▶ _EXERCISE AIM_
Extract every line in the listing below that contains the string "window", treating uppercase and lowercase letters as distinct.

★ ★ ★ ★ ★ ★ ★

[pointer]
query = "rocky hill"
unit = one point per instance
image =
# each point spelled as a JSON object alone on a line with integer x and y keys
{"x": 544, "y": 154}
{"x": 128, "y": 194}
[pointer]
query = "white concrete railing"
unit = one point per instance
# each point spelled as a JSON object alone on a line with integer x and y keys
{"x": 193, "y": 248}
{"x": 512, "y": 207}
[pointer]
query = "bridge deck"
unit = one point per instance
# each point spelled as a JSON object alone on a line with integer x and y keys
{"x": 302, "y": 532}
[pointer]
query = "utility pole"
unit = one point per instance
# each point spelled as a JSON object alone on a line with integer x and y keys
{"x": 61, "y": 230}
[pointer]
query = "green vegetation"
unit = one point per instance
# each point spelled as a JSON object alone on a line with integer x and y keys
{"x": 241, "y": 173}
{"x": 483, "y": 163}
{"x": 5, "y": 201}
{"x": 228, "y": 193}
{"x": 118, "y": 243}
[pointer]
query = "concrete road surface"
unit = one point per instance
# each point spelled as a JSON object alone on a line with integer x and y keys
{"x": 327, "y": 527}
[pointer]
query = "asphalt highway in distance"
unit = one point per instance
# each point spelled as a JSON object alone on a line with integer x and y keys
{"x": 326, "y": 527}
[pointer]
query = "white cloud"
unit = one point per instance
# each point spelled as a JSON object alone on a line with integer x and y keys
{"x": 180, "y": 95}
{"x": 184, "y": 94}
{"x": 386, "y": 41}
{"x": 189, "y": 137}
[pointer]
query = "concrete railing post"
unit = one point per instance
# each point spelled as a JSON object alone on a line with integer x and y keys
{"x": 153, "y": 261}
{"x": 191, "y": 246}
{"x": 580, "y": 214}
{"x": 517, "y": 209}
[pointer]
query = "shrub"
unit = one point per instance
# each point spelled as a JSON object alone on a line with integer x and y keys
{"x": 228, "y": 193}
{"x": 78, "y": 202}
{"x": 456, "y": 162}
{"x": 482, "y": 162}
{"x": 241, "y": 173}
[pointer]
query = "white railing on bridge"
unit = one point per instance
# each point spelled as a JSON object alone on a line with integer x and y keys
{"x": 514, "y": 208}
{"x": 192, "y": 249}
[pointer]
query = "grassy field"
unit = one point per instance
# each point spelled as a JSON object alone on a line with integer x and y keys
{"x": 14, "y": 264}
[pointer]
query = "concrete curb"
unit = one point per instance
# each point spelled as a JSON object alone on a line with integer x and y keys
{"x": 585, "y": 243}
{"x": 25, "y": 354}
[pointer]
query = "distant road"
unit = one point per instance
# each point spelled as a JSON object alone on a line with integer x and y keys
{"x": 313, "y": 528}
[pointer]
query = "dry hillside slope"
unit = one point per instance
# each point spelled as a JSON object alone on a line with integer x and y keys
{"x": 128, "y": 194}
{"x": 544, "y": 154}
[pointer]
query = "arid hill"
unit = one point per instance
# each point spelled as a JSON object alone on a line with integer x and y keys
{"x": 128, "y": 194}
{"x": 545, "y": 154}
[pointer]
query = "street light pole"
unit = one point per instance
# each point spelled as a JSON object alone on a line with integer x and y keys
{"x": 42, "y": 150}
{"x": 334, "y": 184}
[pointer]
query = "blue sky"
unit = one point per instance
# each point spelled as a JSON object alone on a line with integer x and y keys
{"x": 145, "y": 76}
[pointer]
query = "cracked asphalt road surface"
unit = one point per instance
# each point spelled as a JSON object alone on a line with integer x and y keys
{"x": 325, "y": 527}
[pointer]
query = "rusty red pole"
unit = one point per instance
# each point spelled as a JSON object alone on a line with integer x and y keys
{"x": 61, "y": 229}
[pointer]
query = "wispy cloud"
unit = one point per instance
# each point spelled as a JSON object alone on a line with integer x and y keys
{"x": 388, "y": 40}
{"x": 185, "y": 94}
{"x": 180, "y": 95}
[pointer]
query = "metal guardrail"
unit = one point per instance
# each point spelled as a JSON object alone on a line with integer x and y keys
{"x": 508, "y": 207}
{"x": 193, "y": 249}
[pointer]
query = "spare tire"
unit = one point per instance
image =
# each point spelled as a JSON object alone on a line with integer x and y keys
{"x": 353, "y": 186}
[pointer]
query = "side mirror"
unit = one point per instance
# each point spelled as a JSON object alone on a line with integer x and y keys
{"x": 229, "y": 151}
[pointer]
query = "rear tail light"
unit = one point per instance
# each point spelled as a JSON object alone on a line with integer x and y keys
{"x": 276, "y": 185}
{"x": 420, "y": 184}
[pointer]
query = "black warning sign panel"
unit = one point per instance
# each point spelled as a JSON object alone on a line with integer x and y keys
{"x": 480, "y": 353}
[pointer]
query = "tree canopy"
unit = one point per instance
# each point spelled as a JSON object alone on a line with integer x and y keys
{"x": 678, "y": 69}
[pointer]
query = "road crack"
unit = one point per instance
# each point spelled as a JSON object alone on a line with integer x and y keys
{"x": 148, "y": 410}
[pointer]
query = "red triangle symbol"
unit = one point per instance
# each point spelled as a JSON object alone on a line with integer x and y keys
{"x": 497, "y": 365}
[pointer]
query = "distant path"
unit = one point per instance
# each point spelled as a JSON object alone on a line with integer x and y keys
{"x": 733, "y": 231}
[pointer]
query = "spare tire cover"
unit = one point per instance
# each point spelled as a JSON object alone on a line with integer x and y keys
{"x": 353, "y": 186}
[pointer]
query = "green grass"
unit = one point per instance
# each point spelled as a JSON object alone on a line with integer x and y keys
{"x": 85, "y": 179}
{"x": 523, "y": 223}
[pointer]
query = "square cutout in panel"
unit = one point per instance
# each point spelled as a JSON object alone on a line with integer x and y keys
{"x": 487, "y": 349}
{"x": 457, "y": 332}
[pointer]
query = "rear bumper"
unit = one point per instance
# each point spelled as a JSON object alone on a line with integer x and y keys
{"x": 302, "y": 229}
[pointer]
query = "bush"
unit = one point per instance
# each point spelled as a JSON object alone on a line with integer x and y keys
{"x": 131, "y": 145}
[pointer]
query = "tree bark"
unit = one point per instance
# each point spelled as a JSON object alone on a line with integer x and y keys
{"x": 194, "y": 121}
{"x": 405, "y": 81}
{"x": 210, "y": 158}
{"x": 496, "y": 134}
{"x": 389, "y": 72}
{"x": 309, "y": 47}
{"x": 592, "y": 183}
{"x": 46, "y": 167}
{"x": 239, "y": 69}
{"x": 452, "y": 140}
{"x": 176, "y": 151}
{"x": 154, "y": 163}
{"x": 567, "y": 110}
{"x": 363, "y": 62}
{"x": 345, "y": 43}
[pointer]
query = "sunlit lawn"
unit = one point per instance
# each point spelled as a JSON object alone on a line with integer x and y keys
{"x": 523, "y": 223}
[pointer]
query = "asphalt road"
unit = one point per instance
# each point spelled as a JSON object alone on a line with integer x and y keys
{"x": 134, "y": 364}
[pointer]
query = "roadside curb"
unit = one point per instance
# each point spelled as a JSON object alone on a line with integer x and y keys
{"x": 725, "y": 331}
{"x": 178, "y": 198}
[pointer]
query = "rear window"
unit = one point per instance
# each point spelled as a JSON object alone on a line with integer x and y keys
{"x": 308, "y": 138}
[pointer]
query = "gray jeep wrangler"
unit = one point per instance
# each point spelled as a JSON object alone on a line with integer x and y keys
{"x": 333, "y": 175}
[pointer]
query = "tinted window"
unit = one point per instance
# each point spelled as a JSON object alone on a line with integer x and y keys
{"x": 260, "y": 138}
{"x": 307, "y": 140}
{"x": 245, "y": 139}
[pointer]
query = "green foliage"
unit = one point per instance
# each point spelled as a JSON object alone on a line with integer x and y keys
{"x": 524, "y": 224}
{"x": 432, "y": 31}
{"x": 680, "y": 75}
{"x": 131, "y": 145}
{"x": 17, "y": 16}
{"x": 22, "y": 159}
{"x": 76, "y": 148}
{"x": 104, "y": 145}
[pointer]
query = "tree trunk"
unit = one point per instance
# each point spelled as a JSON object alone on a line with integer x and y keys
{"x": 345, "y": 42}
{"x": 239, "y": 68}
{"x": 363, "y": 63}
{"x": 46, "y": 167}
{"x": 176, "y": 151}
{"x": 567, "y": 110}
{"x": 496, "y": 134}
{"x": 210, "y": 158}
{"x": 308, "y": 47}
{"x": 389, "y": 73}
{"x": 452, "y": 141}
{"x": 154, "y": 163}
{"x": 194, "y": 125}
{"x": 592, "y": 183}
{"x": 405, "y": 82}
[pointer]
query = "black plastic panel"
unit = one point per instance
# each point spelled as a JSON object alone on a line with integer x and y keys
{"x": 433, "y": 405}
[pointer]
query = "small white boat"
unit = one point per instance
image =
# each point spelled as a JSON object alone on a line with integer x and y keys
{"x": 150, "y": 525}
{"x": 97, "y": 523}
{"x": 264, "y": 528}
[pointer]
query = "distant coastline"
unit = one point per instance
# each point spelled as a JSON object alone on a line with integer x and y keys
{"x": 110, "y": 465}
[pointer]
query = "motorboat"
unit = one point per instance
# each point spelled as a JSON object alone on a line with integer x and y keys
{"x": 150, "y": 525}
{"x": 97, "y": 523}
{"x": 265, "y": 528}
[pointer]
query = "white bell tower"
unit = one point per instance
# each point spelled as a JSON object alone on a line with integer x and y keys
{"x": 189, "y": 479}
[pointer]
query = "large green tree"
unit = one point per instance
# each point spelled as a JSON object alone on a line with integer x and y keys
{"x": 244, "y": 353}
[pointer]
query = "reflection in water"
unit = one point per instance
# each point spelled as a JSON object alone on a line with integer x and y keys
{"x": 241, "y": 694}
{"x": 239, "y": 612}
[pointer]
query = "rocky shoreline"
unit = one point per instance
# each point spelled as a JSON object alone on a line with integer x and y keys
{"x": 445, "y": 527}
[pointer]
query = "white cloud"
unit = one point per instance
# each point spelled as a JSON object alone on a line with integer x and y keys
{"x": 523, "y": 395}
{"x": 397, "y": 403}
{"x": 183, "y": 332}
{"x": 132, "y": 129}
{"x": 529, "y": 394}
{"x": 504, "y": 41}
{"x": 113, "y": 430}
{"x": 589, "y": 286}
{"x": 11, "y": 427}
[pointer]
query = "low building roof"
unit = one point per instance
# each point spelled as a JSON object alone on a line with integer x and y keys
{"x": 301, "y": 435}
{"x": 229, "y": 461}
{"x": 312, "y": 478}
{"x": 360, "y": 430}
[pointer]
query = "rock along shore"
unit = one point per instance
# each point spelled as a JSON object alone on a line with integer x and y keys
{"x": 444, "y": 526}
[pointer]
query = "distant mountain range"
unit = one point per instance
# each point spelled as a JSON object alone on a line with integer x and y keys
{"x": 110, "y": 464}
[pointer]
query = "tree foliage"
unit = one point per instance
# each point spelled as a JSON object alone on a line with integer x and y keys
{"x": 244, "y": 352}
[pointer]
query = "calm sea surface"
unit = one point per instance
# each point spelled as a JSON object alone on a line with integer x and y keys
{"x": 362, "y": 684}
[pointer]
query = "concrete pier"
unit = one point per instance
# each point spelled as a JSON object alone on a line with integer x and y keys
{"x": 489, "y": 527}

★ ★ ★ ★ ★ ★ ★

▶ _RESULT BELOW_
query = "rear window"
query = "tinted window"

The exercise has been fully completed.